Review: All Souls, a memoir written by Michael Patrick MacDonald, describes in riveting detail the tumultuous history of growing up in the projects of South Boston during the 1960's and 1970's. The story reaches into the depths of our hearts, exposing us to the cruel realities the residents of Southie suffered on a daily basis. Southie was "the best place in the world" according to many residents, but in actuality it was a deep dark secret place ravaged by drugs, corruption, crime and poverty. MacDonald recreates vivid pictures of an often cruel and unforgiving city that seems to have been forgotten by the rest of the world. He is successful in every attempt as he shares his personal tragedies and triumphs with the reader.
Throughout the book, MacDonald discusses a number of different events; some of which permanently alter his view of the world and others that provide glimpses of hope in the most trying of times. The stories guide readers through his family's early days of living in Columbia Point among high racial tensions in a mostly African-American neighborhood, to moving into a house with his grandfather in Jamaica Plain, and finally ending up at 8 Patterson Way in The Old Colony projects of South Boston. Old Colony is a mostly Irish Catholic community where eighty-five percent of households collected welfare and many of the children were raised without a father. As MacDonald travels to and from some of these places, he expresses many interesting comments and observations. While living with his grandfather, he and his siblings were given a glimpse of what he calls a "normal life," living in a home with an actual yard, and playing with neighbors who were regular kids living in houses where each of their parents worked daily. Unfortunately, just as the family becomes comfortable, the grandfather decides to sell the house, and not-so-kindly asks them to leave. MacDonald's "Ma" pulls some strings with a local politician named Dapper O'Neill, and the family receives an apartment at Old Colony by way of The Boston Housing Authority.
As the family moves into their new apartment in Southie, MacDonald talks about some of challenges they confronted. He says, speaking of his own experiences, "We got along much better with the black kids in Jamaica Plain, who seemed to have more in common with us than these other kids with Irish parents" (p51). Although there exists a great deal of tragedy in many of these stories, MacDonald does not allow us to wallow for long, but rather he lifts readers up through scenes of humor and inspiration. He explains the first few weeks at 8 Patterson Way with lighthearted stories about capturing cockroaches using glasses of Sprite, talking to people with an "Irish Whisper" and watching action unfold on the streets below with his siblings. However, he promptly returns to the harsh realities of his world where he describes such daunting situations as his mother sitting in the doorway with a shotgun, threatening to kill anyone who has a problem with her family. MacDonald speaks at great lengths of the unity present among his neighbors during the busing riots in 1974. They joined together and fought the city - throwing rocks at buses and police, holding protest marches, and demanding an end to busing. These scenes are depicted in such explicit detail that the author makes readers feel as if they are in the heart of the action. He provides riveting eyewitness accounts of some the most significant events in Boston's unscrupulous past.

Portion of a data file:
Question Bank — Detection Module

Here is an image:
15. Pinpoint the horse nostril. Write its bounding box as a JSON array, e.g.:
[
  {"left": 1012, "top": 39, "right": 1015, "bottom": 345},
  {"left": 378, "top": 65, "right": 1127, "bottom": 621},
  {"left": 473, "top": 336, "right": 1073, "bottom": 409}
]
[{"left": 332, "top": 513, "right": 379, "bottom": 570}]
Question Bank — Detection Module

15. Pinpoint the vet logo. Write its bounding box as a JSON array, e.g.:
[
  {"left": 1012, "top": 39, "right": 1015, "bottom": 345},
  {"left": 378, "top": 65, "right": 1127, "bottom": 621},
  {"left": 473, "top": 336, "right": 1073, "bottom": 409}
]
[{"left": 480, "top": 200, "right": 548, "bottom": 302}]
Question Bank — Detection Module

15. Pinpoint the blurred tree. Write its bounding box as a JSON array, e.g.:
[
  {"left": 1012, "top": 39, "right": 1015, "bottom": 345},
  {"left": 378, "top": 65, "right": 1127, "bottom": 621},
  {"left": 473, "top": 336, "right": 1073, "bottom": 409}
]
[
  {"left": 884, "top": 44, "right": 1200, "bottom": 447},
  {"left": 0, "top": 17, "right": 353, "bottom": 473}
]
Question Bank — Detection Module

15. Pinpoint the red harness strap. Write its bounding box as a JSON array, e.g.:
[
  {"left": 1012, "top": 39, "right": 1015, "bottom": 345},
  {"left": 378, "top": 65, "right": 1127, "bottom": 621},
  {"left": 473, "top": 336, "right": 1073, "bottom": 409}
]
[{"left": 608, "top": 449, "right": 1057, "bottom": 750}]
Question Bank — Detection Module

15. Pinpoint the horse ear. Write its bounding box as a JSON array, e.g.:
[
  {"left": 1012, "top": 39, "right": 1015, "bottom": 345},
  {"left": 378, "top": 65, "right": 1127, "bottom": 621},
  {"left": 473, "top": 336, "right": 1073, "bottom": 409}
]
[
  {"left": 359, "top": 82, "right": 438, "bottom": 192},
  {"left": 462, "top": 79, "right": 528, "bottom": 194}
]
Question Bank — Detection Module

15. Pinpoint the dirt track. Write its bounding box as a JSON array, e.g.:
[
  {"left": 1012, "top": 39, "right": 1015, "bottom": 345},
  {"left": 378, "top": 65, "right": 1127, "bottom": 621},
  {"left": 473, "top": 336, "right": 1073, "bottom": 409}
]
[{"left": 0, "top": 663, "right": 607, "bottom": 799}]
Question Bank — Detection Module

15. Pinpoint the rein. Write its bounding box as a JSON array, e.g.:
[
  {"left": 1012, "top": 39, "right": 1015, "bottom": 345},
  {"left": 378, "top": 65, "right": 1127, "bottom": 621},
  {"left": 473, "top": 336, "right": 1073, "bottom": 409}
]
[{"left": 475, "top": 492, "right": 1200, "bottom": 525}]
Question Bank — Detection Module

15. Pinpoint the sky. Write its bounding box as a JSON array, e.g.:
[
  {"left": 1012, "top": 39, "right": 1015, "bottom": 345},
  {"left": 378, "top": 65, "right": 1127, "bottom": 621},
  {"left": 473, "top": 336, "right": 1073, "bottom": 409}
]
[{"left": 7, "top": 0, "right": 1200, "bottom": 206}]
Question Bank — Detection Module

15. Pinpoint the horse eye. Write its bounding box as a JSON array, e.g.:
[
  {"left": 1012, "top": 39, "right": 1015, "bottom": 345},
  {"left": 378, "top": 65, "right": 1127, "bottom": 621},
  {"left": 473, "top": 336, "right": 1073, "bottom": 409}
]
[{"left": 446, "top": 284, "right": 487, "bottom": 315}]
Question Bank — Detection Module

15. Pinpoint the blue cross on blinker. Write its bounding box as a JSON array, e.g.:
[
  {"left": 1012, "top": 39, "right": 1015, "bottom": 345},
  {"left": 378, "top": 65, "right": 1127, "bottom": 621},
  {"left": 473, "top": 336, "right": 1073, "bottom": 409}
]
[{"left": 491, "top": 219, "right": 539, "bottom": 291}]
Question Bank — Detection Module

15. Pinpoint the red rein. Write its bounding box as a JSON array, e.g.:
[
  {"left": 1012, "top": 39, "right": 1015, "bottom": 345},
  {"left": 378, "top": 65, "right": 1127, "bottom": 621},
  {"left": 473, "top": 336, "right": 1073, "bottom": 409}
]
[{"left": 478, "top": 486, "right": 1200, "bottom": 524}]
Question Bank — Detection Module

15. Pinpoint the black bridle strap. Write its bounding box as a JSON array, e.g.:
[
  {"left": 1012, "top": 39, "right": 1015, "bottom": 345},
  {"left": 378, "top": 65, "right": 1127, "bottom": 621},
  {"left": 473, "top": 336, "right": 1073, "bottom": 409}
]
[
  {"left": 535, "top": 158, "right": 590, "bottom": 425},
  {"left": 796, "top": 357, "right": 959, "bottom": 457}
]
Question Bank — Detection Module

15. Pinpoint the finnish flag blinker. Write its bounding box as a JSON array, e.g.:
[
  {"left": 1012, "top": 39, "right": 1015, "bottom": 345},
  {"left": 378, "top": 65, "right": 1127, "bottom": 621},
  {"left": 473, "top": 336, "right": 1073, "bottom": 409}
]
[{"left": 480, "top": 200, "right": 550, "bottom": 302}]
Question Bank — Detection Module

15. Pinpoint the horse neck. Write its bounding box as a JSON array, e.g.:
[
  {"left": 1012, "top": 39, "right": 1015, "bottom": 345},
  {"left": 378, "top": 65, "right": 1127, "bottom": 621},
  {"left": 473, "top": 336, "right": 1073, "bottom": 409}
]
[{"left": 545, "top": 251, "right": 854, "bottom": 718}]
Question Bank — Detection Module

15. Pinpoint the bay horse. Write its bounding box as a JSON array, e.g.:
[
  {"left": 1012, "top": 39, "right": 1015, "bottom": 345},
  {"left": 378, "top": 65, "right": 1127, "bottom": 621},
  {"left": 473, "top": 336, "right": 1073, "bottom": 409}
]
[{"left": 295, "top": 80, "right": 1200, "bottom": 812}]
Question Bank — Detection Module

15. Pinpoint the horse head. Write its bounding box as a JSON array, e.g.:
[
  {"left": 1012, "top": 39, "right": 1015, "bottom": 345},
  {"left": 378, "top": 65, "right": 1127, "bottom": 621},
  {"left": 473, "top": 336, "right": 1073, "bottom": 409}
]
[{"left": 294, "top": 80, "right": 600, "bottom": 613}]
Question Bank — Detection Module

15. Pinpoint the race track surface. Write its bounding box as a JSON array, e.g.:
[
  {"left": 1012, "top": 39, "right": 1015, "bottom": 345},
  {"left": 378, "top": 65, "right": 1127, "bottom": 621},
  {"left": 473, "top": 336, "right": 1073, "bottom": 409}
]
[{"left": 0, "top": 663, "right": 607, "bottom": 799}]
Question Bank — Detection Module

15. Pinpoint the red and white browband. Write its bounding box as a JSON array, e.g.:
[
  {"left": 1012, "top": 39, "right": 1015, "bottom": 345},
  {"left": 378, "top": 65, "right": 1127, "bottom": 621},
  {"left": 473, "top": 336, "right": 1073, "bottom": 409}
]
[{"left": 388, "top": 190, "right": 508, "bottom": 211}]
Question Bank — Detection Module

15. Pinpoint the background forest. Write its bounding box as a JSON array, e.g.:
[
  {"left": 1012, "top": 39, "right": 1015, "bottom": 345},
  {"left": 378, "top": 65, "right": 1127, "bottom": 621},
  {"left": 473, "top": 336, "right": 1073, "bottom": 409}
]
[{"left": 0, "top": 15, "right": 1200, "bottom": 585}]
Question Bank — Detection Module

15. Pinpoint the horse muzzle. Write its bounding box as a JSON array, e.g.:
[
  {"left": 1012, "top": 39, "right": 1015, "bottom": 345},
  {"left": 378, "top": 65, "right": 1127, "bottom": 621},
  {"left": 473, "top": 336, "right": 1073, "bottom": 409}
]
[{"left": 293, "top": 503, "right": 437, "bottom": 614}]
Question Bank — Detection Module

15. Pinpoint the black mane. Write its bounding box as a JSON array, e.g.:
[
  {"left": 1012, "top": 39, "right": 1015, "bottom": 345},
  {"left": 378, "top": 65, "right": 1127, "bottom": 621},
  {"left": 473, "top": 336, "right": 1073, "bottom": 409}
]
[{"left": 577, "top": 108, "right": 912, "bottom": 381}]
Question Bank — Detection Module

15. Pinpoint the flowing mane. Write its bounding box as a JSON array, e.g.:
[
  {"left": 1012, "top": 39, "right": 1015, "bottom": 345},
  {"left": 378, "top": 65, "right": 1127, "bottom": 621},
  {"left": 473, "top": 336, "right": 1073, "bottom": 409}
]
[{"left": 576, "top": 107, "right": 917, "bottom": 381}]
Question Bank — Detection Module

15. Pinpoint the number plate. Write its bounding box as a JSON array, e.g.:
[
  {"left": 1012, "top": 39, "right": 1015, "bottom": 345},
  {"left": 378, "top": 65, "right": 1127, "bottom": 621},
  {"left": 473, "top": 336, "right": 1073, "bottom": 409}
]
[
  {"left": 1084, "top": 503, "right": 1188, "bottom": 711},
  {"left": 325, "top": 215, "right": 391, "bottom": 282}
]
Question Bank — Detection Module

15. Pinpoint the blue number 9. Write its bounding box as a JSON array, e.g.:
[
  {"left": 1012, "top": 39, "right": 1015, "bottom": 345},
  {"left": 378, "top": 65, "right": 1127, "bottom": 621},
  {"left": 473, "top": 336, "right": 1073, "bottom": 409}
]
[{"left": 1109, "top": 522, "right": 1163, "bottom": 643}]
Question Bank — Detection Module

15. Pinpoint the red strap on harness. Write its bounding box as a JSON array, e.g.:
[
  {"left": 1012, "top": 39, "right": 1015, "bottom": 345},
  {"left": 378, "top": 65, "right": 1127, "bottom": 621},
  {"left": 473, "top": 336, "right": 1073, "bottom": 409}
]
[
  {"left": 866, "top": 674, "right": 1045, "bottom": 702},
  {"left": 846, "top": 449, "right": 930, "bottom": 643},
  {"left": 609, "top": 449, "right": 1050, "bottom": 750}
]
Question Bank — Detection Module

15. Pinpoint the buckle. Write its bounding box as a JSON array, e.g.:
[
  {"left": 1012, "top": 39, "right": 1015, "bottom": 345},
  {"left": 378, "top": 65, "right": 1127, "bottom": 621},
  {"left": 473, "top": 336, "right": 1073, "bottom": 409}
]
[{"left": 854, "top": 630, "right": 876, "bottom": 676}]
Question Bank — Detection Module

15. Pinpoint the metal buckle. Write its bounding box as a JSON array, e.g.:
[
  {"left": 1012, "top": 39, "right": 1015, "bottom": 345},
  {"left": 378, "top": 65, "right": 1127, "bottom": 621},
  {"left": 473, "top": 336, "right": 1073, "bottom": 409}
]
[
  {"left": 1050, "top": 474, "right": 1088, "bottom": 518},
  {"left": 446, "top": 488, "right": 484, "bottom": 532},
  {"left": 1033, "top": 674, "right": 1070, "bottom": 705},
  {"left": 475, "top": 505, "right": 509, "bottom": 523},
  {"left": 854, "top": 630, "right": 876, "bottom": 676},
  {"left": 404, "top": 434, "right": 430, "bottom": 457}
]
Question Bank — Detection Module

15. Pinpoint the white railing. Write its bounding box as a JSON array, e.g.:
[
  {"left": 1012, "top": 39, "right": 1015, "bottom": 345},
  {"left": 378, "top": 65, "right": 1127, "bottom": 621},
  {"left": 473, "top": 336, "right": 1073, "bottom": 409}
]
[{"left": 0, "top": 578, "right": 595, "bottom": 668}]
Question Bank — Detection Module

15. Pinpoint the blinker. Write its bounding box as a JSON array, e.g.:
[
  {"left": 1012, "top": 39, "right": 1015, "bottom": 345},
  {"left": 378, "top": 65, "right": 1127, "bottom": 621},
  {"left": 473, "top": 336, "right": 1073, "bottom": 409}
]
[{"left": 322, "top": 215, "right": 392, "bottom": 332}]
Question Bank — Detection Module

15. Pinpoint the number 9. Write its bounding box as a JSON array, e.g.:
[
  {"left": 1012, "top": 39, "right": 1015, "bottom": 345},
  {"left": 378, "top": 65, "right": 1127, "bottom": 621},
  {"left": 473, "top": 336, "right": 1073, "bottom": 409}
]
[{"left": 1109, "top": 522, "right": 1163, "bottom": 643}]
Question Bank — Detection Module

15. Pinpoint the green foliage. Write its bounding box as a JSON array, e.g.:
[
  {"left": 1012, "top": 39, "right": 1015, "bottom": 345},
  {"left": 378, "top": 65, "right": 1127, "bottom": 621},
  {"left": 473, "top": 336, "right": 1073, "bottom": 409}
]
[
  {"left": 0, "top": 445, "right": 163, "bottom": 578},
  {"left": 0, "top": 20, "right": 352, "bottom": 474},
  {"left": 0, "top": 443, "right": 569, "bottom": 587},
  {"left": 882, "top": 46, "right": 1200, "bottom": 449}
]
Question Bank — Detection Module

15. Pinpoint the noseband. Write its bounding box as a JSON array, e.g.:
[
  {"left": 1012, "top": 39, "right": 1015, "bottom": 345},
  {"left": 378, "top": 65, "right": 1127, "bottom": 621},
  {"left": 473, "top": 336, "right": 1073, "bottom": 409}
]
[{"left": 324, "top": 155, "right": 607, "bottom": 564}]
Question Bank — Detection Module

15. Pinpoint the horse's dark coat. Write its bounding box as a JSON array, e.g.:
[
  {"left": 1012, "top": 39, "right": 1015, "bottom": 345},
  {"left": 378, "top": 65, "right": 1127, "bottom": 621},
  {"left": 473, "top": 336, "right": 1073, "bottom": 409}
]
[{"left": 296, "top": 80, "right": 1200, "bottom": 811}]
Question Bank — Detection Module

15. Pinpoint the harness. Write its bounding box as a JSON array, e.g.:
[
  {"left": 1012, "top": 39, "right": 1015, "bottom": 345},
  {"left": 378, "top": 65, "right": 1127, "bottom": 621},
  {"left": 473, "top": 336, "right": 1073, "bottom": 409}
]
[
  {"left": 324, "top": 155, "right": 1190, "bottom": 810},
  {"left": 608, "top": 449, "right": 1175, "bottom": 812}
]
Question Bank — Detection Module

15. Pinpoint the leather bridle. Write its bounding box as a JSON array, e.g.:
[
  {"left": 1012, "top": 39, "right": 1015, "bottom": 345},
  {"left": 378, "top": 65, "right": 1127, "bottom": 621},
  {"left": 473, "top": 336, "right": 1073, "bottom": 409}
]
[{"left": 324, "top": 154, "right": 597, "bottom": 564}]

WORK INSTRUCTIONS:
**A)** Retype the stretch of the review of All Souls from "Review: All Souls, a" through "with the reader." with no changes.
**B)** Extract every line of the records that contains the string "black", treating uppercase and lowercase letters as different.

EXERCISE SOLUTIONS:
**A)**
Review: All Souls, a memoir written by Michael Patrick MacDonald, describes in riveting detail the tumultuous history of growing up in the projects of South Boston during the 1960's and 1970's. The story reaches into the depths of our hearts, exposing us to the cruel realities the residents of Southie suffered on a daily basis. Southie was "the best place in the world" according to many residents, but in actuality it was a deep dark secret place ravaged by drugs, corruption, crime and poverty. MacDonald recreates vivid pictures of an often cruel and unforgiving city that seems to have been forgotten by the rest of the world. He is successful in every attempt as he shares his personal tragedies and triumphs with the reader.

**B)**
15. Pinpoint the black bridle strap. Write its bounding box as a JSON array, e.g.:
15. Pinpoint the black mane. Write its bounding box as a JSON array, e.g.:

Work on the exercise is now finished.